PROBLEM TO SOLVE
Copy out the line containing "Target: mountain range" and each line after it, through the last one in the material, exactly as written.

##### DATA TO PROCESS

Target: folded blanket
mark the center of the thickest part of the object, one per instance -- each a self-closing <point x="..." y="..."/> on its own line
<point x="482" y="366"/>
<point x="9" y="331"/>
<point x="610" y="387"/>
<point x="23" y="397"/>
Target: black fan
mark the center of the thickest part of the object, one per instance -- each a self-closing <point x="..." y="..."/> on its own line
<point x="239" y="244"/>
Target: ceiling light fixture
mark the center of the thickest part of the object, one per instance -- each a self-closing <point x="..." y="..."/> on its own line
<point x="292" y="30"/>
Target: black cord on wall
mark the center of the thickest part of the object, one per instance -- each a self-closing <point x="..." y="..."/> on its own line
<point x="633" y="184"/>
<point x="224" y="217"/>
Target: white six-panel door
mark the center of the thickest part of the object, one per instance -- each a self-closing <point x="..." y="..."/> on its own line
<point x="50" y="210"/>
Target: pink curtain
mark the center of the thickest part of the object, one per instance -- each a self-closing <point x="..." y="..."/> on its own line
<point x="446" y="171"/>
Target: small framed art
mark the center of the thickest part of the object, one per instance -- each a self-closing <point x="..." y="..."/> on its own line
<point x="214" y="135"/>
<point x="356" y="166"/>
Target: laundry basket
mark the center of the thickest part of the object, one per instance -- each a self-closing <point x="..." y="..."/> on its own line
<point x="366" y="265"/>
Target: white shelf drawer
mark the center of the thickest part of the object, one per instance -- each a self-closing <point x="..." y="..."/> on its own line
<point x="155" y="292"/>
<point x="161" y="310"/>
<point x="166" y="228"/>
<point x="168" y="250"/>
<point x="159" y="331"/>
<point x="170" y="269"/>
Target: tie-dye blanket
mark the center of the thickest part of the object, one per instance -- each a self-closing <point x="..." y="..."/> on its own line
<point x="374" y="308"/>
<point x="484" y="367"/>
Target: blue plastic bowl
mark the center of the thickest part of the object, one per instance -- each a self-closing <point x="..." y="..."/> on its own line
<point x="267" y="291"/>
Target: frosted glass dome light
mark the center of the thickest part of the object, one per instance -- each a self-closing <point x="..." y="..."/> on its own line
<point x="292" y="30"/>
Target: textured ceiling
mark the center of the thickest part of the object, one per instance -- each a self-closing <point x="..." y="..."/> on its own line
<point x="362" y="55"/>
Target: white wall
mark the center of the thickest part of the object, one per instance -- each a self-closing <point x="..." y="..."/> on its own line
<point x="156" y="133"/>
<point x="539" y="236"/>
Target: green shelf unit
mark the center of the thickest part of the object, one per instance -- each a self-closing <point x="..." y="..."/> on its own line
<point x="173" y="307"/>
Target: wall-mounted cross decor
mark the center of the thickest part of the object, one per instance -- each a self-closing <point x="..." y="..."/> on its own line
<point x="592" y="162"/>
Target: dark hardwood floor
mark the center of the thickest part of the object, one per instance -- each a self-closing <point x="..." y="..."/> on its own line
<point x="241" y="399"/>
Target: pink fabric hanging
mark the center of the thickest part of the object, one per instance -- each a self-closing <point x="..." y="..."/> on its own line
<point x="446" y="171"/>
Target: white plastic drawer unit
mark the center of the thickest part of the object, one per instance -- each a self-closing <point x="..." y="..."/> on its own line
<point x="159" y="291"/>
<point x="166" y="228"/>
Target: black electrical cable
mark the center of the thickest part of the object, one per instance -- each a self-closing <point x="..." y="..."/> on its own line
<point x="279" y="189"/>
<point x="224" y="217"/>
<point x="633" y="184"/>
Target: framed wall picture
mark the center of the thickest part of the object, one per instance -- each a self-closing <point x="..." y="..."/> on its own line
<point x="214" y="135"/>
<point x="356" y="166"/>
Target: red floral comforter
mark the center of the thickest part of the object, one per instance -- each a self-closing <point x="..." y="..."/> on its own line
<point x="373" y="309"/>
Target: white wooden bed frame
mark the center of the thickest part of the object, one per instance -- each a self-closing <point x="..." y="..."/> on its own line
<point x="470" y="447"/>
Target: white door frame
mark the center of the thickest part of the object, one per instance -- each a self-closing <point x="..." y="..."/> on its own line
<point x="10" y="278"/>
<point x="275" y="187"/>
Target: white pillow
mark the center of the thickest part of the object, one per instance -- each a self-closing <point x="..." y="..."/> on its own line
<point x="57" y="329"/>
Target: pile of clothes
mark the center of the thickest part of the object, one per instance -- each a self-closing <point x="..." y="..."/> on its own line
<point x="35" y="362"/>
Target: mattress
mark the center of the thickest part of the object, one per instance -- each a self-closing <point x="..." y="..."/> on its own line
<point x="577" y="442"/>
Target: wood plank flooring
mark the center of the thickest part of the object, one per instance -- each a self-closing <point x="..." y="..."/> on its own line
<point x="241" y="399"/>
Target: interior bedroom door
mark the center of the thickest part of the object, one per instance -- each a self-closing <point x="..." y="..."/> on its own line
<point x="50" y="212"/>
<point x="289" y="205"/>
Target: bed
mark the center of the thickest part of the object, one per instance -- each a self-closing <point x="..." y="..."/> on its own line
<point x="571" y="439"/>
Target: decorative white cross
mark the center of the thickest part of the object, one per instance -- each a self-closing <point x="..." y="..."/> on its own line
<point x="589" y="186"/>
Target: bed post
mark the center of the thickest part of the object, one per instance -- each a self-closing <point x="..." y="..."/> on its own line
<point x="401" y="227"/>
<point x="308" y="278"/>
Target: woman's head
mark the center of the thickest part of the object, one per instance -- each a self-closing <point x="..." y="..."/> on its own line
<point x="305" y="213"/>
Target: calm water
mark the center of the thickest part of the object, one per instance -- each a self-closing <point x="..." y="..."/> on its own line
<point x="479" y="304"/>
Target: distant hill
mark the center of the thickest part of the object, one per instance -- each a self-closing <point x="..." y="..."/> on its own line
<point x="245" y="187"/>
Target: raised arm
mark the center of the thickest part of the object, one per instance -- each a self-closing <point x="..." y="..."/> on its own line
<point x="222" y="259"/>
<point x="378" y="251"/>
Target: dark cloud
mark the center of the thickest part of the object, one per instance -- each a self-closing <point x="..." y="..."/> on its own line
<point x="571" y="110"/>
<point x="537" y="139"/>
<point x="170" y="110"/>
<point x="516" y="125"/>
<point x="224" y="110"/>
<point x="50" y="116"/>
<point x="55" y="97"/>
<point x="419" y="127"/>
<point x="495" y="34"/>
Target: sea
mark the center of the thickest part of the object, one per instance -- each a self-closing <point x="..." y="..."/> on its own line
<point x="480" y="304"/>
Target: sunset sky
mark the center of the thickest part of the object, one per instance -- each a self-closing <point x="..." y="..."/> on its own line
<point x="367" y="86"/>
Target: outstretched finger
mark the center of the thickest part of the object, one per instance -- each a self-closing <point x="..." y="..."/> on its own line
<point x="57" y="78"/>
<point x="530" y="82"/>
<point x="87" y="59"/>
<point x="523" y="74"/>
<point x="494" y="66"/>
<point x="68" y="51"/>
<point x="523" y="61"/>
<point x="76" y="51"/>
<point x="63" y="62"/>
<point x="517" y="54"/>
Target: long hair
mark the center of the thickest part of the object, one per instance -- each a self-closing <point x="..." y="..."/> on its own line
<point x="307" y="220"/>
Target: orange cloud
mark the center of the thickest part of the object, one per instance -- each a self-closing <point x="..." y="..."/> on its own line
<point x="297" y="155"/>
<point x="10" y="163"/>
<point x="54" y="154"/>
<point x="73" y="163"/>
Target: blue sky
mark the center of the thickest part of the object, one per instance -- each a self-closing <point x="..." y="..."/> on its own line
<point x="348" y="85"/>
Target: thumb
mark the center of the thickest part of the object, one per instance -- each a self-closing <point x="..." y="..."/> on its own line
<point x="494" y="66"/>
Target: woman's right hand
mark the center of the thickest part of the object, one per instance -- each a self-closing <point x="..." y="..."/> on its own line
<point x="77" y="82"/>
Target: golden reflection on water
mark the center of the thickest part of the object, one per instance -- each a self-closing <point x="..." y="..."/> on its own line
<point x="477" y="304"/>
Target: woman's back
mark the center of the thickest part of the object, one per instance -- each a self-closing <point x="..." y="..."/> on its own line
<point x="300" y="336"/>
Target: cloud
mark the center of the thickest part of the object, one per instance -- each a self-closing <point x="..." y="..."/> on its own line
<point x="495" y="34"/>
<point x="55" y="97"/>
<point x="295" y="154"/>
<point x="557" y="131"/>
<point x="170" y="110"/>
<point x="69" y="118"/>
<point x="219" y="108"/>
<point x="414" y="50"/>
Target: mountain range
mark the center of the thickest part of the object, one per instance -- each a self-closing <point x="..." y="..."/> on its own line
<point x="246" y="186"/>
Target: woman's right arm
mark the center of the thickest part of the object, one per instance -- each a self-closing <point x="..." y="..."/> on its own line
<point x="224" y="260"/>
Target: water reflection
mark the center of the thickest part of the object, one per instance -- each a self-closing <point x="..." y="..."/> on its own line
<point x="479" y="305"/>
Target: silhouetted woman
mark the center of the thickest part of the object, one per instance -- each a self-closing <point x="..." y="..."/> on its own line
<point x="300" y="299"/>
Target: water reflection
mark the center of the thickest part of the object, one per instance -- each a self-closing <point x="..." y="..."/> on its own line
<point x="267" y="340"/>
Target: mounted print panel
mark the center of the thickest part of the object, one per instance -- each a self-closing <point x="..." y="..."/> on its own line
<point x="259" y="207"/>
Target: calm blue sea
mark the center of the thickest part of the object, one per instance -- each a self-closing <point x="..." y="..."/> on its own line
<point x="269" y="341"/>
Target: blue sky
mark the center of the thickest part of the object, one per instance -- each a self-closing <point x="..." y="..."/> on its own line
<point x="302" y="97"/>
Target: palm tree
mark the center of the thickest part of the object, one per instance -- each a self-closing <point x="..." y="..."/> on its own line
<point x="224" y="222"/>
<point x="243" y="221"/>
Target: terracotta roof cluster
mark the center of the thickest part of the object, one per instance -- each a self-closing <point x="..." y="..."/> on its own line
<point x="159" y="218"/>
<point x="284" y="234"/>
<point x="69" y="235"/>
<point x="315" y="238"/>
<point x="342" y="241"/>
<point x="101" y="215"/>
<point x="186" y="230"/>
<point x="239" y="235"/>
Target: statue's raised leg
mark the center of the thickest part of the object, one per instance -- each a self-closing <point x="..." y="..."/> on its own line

##########

RESPONSE TO THIS TASK
Target: mountain range
mark the center of the thickest part of the object, one per instance -- each a self-closing <point x="..." y="..."/> on its own line
<point x="246" y="186"/>
Target: woman's right arm
mark the center of the thickest part of the object, one per instance -- each a self-closing <point x="..." y="..."/> on its own line
<point x="224" y="260"/>
Target: water reflection
mark the center of the thickest part of the object, one per instance -- each a self-closing <point x="..." y="..."/> on its own line
<point x="479" y="305"/>
Target: silhouetted woman
mark the center of the thickest part of the object, one per instance -- each a self-closing <point x="..." y="..."/> on its own line
<point x="300" y="299"/>
Target: water reflection
mark the center of the thickest part of the object, one per instance -- each a self-closing <point x="..." y="..."/> on its own line
<point x="267" y="340"/>
Target: mounted print panel
mark the center of the thickest part of the object, one per instance -- each a self-closing <point x="..." y="..."/> on its own line
<point x="259" y="207"/>
Target: calm blue sea
mark the center of the thickest part of the object, one per instance -- each a self-closing <point x="..." y="..."/> on its own line
<point x="269" y="341"/>
Target: blue sky
mark the center of the thickest part of the object, one per instance -- each a self-closing <point x="..." y="..."/> on its own line
<point x="302" y="97"/>
Target: palm tree
mark the center of the thickest part of the object, one per instance -- each a self-closing <point x="..." y="..."/> on its own line
<point x="224" y="222"/>
<point x="243" y="221"/>
Target: terracotta roof cluster
mark the center of the thickest part of the object, one per instance -- each a self-closing <point x="..." y="..."/> on its own line
<point x="159" y="218"/>
<point x="284" y="234"/>
<point x="69" y="235"/>
<point x="315" y="238"/>
<point x="342" y="241"/>
<point x="101" y="215"/>
<point x="186" y="230"/>
<point x="239" y="235"/>
Target: statue's raised leg
mark the center of the thickest part of the object, one per instance -- each a self-closing <point x="..." y="..."/> on its own line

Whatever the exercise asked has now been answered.